_Record excerpts_
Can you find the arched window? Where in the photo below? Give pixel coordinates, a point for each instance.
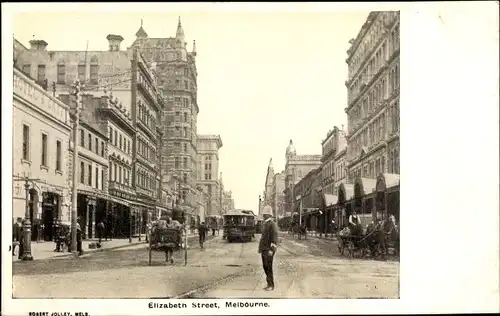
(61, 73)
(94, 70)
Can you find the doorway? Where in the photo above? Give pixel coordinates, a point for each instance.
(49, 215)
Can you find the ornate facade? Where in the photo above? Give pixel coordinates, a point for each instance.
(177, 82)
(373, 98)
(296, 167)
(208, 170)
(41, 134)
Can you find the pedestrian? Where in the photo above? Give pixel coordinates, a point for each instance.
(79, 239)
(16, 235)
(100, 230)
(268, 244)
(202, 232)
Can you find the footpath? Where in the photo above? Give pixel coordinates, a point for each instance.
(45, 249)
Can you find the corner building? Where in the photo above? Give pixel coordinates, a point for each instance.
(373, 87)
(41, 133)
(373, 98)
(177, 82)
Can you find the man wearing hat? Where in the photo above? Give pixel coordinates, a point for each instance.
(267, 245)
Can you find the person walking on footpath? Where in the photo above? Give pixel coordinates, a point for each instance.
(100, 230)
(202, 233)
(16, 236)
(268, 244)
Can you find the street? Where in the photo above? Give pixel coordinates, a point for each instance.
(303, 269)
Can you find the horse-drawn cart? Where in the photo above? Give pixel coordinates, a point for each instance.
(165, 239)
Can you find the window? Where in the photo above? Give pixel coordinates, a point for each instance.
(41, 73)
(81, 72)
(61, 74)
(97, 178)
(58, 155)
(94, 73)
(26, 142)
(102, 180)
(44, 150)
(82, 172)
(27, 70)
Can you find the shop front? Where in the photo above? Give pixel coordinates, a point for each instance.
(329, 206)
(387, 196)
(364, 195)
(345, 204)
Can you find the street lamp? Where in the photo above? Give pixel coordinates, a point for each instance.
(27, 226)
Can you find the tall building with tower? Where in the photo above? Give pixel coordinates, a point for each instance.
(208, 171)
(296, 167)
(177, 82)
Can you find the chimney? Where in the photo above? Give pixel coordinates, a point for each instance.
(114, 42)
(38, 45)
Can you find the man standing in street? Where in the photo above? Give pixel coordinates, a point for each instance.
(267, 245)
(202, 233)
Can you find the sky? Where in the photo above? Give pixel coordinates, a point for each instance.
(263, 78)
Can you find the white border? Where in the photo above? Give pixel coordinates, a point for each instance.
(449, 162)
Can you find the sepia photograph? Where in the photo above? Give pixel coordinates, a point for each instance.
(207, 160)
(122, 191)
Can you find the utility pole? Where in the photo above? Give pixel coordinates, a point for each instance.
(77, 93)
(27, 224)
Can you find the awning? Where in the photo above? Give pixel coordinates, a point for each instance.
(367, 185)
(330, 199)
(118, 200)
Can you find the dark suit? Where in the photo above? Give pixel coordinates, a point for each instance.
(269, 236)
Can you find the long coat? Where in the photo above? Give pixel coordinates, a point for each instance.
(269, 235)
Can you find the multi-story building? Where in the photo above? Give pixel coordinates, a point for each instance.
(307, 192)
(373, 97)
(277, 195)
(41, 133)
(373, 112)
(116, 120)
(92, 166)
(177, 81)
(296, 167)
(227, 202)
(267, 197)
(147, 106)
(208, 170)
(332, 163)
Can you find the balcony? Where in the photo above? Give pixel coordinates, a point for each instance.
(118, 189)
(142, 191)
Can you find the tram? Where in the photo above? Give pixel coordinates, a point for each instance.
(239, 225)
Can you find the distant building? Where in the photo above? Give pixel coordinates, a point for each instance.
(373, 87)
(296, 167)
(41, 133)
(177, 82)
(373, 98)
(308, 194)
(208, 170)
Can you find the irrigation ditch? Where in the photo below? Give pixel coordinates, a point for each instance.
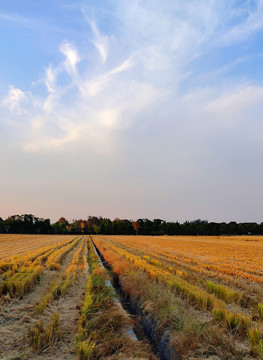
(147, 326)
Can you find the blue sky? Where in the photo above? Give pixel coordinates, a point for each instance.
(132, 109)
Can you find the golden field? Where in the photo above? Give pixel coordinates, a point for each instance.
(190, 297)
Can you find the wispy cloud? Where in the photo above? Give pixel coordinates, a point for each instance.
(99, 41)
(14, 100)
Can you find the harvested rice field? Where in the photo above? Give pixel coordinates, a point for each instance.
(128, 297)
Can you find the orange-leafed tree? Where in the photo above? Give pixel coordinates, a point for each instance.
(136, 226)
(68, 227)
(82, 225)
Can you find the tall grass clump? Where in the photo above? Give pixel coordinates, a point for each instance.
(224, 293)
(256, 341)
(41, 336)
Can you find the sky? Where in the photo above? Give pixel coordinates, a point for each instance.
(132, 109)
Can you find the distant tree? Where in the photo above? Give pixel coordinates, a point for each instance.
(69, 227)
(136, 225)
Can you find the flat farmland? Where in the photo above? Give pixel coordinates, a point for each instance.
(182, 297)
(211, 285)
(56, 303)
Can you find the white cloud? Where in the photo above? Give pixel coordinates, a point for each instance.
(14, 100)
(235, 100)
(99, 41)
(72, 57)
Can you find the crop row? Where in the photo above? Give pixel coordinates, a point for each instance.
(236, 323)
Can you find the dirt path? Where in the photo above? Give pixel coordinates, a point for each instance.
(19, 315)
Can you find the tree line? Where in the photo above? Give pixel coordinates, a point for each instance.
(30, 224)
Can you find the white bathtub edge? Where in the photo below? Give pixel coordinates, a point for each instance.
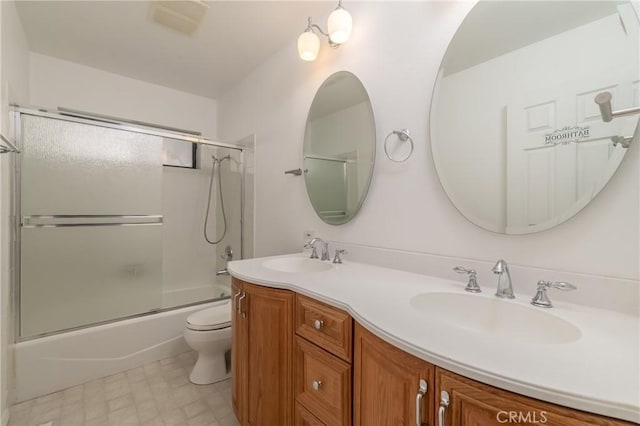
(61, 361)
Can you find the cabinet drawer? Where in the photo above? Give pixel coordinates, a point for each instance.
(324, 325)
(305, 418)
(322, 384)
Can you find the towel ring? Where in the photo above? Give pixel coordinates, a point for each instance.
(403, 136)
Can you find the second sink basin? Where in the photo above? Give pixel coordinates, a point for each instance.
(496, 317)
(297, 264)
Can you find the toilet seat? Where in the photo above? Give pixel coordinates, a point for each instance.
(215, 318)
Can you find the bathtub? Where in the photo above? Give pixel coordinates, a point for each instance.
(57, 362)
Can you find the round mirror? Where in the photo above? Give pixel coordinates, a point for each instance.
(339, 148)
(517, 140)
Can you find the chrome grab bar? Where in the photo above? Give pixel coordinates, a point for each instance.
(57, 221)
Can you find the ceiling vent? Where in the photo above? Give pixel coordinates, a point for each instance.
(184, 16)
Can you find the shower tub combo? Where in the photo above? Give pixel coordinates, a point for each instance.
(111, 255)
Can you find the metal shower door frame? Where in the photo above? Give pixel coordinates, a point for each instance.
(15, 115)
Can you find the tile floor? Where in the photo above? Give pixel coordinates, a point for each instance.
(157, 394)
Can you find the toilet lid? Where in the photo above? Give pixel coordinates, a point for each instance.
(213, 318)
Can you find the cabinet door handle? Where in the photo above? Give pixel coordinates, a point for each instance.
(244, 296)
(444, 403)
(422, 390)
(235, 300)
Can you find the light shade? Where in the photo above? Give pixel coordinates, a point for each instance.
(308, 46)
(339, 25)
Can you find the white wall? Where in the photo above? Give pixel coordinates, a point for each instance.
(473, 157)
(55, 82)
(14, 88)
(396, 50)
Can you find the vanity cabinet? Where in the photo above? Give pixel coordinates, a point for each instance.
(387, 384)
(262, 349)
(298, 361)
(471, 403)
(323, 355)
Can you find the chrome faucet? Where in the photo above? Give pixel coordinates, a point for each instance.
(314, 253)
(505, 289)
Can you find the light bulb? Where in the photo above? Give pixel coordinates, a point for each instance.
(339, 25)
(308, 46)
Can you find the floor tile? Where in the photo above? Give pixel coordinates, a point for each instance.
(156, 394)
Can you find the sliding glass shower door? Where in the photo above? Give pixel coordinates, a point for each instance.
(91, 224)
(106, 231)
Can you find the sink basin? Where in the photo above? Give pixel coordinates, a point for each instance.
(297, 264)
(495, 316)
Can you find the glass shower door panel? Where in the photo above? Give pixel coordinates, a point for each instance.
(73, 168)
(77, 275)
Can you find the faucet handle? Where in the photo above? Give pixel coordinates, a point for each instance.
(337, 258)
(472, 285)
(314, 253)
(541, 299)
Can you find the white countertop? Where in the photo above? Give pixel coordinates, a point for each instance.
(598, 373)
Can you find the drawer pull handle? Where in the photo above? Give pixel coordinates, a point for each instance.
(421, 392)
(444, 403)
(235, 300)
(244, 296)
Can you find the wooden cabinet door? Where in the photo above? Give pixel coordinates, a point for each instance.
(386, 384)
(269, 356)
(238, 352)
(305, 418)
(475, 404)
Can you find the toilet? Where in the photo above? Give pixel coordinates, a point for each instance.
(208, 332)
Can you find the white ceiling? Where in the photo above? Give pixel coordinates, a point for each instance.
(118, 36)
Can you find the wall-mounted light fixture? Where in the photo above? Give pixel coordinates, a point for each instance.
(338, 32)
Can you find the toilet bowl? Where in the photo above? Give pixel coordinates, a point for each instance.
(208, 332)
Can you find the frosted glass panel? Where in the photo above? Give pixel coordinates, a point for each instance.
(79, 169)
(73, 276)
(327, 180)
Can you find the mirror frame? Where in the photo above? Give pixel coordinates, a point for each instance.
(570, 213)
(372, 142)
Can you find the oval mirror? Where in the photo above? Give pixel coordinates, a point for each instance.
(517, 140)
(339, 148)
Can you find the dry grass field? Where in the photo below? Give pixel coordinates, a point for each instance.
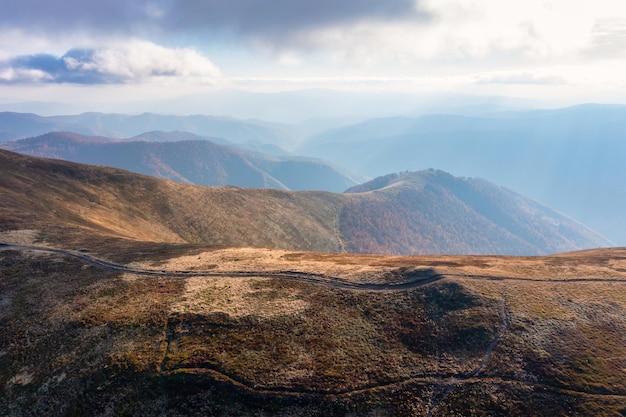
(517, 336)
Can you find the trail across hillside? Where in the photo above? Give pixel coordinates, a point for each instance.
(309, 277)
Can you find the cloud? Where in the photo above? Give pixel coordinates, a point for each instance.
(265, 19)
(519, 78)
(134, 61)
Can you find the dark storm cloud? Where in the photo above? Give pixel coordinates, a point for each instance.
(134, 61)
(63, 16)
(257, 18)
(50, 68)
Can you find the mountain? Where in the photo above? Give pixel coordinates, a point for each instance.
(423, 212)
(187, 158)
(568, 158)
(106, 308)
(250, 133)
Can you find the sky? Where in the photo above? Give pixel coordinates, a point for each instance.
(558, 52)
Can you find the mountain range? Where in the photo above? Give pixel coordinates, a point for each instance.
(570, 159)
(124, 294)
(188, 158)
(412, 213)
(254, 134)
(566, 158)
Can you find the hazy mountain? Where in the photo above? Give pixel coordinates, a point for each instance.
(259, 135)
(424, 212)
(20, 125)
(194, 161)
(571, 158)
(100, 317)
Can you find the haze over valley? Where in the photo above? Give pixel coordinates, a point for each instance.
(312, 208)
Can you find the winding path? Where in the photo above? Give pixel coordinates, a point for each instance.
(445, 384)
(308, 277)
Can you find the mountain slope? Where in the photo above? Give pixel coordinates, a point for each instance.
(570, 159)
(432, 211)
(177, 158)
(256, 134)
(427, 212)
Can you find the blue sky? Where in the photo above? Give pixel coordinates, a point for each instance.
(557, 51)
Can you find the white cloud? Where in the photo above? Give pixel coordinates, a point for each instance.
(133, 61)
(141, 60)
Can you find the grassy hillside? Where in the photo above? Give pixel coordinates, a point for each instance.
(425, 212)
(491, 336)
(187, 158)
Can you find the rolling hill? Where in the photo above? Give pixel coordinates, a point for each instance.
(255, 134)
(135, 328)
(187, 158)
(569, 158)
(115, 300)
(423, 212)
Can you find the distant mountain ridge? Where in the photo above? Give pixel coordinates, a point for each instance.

_Task statement_
Present the lines as a Markdown table with two columns, "Row" for the row number and "Line" for the line. Start at the line containing "Can you find the dark storm", end at the last line, and leave out any blank lines.

_Written solution_
| Row | Line |
|---|---|
| 1 | Can you find the dark storm cloud? Where in the photo above? Give pixel coordinates, a point for each instance. |
| 2 | (134, 61) |
| 3 | (63, 16) |
| 4 | (257, 18) |
| 5 | (50, 68) |
| 6 | Can you find the mountain? Where in the photo above? Give pixel coordinates, a point for each instance. |
| 7 | (423, 212) |
| 8 | (187, 158) |
| 9 | (568, 158) |
| 10 | (106, 308) |
| 11 | (250, 133) |
| 12 | Can you find the sky? Where in the photo above? Give pixel coordinates, a point for each instance. |
| 13 | (558, 52) |
| 14 | Can you find the mountain range? Where in the photo above? Give pixel coordinates, a point for each instance. |
| 15 | (570, 159) |
| 16 | (124, 294) |
| 17 | (188, 158) |
| 18 | (412, 213) |
| 19 | (254, 134) |
| 20 | (566, 158) |
| 21 | Can you find the hazy mountain? Where in the photo above? Give pixel coordinates, a point for each instance. |
| 22 | (259, 135) |
| 23 | (424, 212) |
| 24 | (20, 125) |
| 25 | (194, 161) |
| 26 | (571, 158) |
| 27 | (100, 317) |
| 28 | Can you find the haze over valley? Where in the photo above? Give pixel coordinates, a point for each instance. |
| 29 | (312, 208) |
| 30 | Can you find the winding path? Where in the photo above? Give pixel coordinates, a point for each instance. |
| 31 | (445, 384) |
| 32 | (308, 277) |
| 33 | Can you find the mountain slope? Where in the photo above? Give pixel coordinates, a point for each instance. |
| 34 | (570, 159) |
| 35 | (432, 211) |
| 36 | (177, 158) |
| 37 | (256, 134) |
| 38 | (427, 212) |
| 39 | Can you find the blue sky? Where in the photo above? Give pixel coordinates, a point for each instance. |
| 40 | (557, 51) |
| 41 | Can you find the white cloud? Where in the photo above? Give pixel coordinates, a point for each instance. |
| 42 | (133, 61) |
| 43 | (141, 60) |
| 44 | Can you find the grassy hillside? Where in the photo above? Give pixel coordinates, a point for each instance. |
| 45 | (425, 212) |
| 46 | (491, 336) |
| 47 | (187, 158) |
| 48 | Can you find the rolling hill? Where in the photo above? Give pixel coordinates, a point for each instance. |
| 49 | (255, 134) |
| 50 | (135, 328) |
| 51 | (187, 158) |
| 52 | (569, 158) |
| 53 | (115, 300) |
| 54 | (423, 212) |
| 55 | Can you find the distant mountain ridge? Where in the photo above? Give pixel coordinates, a point for each instance. |